Problem to solve. Copy all of the records below, replacing "marker" with "pin" wherever it appears and changing nothing else.

Dataset records.
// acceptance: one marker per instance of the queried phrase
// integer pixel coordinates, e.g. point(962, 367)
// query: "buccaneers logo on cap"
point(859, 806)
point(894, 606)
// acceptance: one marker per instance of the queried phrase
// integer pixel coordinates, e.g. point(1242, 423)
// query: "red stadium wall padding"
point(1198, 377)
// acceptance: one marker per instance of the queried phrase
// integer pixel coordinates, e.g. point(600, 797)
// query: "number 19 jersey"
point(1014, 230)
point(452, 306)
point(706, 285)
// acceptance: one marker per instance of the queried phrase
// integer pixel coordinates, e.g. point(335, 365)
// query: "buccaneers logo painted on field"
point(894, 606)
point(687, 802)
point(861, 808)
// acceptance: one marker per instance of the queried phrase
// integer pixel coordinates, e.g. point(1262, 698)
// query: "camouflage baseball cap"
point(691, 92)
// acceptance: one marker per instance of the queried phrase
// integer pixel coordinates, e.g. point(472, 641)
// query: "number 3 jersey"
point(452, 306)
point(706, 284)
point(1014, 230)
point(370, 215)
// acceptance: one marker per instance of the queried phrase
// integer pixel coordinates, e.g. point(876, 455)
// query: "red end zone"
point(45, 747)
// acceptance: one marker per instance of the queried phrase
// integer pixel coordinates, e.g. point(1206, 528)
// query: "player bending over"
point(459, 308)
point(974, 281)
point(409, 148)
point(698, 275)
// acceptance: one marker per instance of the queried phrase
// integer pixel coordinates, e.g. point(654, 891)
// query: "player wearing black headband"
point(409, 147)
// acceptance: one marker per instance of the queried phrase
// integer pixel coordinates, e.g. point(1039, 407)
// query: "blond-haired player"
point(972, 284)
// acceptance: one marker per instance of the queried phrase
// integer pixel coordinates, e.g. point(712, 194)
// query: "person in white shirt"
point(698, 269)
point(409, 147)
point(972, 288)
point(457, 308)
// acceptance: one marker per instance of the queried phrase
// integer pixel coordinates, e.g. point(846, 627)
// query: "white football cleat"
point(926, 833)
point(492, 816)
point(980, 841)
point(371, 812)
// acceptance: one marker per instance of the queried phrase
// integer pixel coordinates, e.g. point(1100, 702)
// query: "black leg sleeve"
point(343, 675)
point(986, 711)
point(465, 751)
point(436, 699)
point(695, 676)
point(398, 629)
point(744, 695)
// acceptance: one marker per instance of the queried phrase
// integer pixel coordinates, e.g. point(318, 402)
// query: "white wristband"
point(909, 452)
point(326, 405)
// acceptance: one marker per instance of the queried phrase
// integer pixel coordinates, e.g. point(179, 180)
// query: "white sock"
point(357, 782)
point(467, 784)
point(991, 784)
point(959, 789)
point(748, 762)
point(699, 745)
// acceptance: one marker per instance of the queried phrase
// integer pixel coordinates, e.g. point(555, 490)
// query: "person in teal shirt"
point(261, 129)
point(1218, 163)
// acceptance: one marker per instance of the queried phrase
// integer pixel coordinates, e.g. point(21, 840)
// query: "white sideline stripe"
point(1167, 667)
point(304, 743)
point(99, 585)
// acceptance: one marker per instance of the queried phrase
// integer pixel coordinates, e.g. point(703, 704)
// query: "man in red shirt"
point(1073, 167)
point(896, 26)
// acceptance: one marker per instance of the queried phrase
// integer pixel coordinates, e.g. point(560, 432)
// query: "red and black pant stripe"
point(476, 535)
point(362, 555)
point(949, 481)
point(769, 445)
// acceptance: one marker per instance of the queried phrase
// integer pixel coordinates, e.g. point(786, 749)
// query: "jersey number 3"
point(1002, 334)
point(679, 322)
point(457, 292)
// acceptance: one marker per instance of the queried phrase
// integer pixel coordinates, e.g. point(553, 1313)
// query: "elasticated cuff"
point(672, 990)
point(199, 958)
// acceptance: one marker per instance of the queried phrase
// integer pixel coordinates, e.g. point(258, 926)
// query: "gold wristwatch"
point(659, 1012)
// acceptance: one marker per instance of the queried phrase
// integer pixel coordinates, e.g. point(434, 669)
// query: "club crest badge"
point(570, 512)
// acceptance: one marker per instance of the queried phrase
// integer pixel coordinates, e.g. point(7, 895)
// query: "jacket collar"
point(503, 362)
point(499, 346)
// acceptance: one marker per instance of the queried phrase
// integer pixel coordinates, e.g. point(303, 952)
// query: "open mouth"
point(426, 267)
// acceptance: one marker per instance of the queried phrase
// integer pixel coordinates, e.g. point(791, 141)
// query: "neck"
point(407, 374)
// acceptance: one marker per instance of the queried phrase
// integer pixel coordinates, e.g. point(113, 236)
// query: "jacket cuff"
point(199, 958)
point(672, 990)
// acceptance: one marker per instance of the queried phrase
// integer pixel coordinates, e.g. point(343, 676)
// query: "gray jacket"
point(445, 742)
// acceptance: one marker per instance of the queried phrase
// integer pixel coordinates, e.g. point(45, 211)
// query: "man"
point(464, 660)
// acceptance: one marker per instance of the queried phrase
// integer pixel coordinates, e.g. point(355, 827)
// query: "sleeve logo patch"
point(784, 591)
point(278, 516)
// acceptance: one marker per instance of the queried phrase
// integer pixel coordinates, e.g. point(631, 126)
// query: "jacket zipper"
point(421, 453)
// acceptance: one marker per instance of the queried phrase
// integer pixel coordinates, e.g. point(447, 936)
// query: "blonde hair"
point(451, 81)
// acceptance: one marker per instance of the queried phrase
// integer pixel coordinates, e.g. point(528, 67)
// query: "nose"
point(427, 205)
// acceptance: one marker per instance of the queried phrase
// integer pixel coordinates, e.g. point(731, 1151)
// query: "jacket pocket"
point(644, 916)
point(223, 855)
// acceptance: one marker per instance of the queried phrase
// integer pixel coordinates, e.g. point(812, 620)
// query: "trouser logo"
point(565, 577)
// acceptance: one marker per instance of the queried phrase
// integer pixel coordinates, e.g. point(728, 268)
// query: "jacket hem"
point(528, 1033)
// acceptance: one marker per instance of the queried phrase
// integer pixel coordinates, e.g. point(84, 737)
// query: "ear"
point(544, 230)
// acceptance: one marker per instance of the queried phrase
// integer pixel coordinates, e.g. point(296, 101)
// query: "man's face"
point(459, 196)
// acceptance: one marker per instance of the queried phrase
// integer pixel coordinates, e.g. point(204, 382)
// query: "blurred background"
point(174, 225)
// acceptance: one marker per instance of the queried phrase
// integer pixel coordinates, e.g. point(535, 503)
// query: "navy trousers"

Answer for this exercise.
// acceptance: one pin per instance of the queried phrase
// integer pixel coordinates, e.g. point(962, 367)
// query: "buccaneers logo on cap"
point(859, 806)
point(894, 606)
// acceptance: one pin per instance of the queried phrase
// integer pixel coordinates, e.g. point(1242, 423)
// query: "red stadium wall padding"
point(1198, 377)
// acceptance: one pin per instance of the queried phrase
// integer pixel coordinates, e.g. point(600, 797)
// query: "number 19 jersey"
point(1014, 230)
point(452, 306)
point(706, 285)
// acceptance: one pin per instance of the queried phrase
// integer pixel coordinates, e.g. point(335, 365)
// query: "buccaneers logo painted on field"
point(894, 606)
point(687, 802)
point(861, 808)
// acceptance: one pin per instance of the queried phrase
// integer pixel coordinates, e.g. point(1262, 698)
// query: "camouflage baseball cap"
point(691, 92)
// acceptance: one pin per instance of the queried phrase
// integer pixel coordinates, e.g. point(472, 641)
// query: "number 3 jersey"
point(452, 306)
point(706, 284)
point(1014, 230)
point(370, 215)
// acceptance: one pin per instance of the queried phrase
// integer pixel coordinates, e.g. point(876, 455)
// query: "red end zone"
point(45, 747)
// acceptance: one pin per instance of the queried phrase
// integer pixel coordinates, e.g. point(1206, 528)
// query: "player bending over"
point(459, 308)
point(974, 281)
point(409, 148)
point(698, 275)
// acceptance: one pin per instance of the queried phrase
// integer pixel coordinates, e.g. point(654, 891)
// query: "player wearing black headband"
point(409, 147)
// acceptance: one pin per instance of the queried phrase
// integer pixel coordinates, e.g. point(1039, 407)
// query: "blond-haired player"
point(972, 284)
// acceptance: one pin per instance of the queried phrase
// integer pixel coordinates, e.g. point(712, 194)
// query: "person in white shirt"
point(698, 269)
point(409, 147)
point(972, 288)
point(457, 308)
// acceptance: one pin per instance of the queried phrase
// integer pixel coordinates, e.g. point(846, 627)
// query: "white football cleat"
point(926, 833)
point(492, 816)
point(980, 841)
point(371, 812)
// acceptance: one pin per instance of the queried phrase
// integer pixel coordinates, e.g. point(1100, 702)
// query: "black leg sleeve"
point(343, 675)
point(986, 711)
point(465, 751)
point(436, 699)
point(695, 676)
point(398, 629)
point(744, 695)
// acceptance: one pin per instance of the queried phrase
// integer pixel coordinates, e.g. point(318, 402)
// query: "white wristband"
point(909, 452)
point(326, 405)
// acceptance: one pin per instance of the queried phrase
// integer pixel coordinates, e.g. point(179, 180)
// query: "white sock"
point(357, 782)
point(467, 784)
point(991, 784)
point(959, 789)
point(748, 762)
point(699, 745)
// acceptance: one pin per instance of the queried phrase
// integer pixel coordinates, e.g. point(555, 490)
// query: "person in teal shirt"
point(261, 129)
point(1218, 163)
// acceptance: one pin per instance of the queried phrase
// integer pixel coordinates, e.g. point(21, 840)
// query: "white sideline stripe"
point(1167, 667)
point(304, 743)
point(99, 585)
// acceptance: one pin per instance of the queried phrase
// integer pixel coordinates, e.g. point(703, 704)
// query: "man in red shirt"
point(1073, 167)
point(896, 26)
// acceptance: one pin per instance of the queried phrase
// integer pixel coordinates, e.g. point(560, 432)
// query: "red and black pant stripe"
point(476, 535)
point(362, 555)
point(949, 481)
point(769, 445)
// acceptance: one pin per instance of the queried phrase
// integer pixel coordinates, e.g. point(786, 749)
// query: "jersey number 3"
point(1002, 334)
point(679, 322)
point(457, 292)
// acceptance: one pin per instance of the queried phrase
// integer pixel coordinates, e.g. point(553, 1313)
// query: "elasticated cuff"
point(672, 990)
point(199, 958)
// acceptance: one pin per instance of the queried phrase
// integer pixel coordinates, e.g. point(258, 926)
// query: "gold wristwatch"
point(659, 1012)
// acceptance: one pin per instance of the queried phrase
// integer pixel coordinates, e.g. point(434, 669)
// query: "club crest badge"
point(570, 512)
// acceptance: one pin per instance of the queried phrase
// integer pixel coordinates, e.g. point(7, 895)
// query: "jacket collar"
point(503, 362)
point(499, 346)
// acceptance: one pin per instance of the queried phrase
// integer pixel coordinates, e.g. point(303, 952)
// query: "open mouth"
point(426, 267)
// acceptance: one pin per instance of the queried phrase
// integer pixel coordinates, e.g. point(791, 141)
// query: "neck"
point(407, 374)
// acceptance: one pin per instance of the queried phrase
// integer pixel coordinates, e.g. point(113, 236)
// query: "jacket cuff"
point(199, 958)
point(672, 990)
// acceptance: one pin per instance of the queried phrase
// integer pixel coordinates, e.g. point(343, 676)
// query: "gray jacket"
point(445, 742)
// acceptance: one pin per instance of the queried phrase
// integer pixel coordinates, e.g. point(45, 211)
// query: "man"
point(464, 660)
// acceptance: one pin per instance of the queried phrase
// integer pixel coordinates, e.g. point(355, 827)
// query: "sleeve logo patch"
point(784, 591)
point(278, 516)
// acceptance: one pin per instance of the queried phrase
// integer pixel coordinates, e.g. point(631, 126)
// query: "jacket zipper"
point(421, 453)
// acceptance: one pin per instance of the queried phrase
// integer pixel coordinates, e.g. point(447, 936)
// query: "blonde hair"
point(451, 81)
// acceptance: one pin per instance of the queried phrase
// integer pixel coordinates, e.g. point(528, 67)
// query: "nose"
point(427, 205)
// acceptance: one pin per instance of the queried phrase
// integer pixel coordinates, e.g. point(731, 1151)
// query: "jacket pocket"
point(644, 916)
point(223, 855)
// acceptance: one pin per instance of the queried phrase
// integer pixel coordinates, e.g. point(812, 620)
// query: "trouser logo"
point(565, 577)
// acceptance: one pin per instance of the queried phrase
// integer pixel coordinates, e.g. point(728, 268)
// query: "jacket hem"
point(528, 1033)
// acceptance: one pin per instance of the queried phrase
// integer pixel coordinates, e.g. point(84, 737)
// query: "ear"
point(544, 230)
// acceptance: one pin per instance of the queried phrase
// integer pixel coordinates, e.g. point(296, 101)
// query: "man's face"
point(459, 196)
// acceptance: one pin per instance of the queried phrase
// integer pixel coordinates, e.g. point(204, 382)
// query: "blurred background"
point(174, 225)
// acceptance: one pin per instance of the queried phrase
// integer pixel coordinates, e.g. point(535, 503)
// query: "navy trousers"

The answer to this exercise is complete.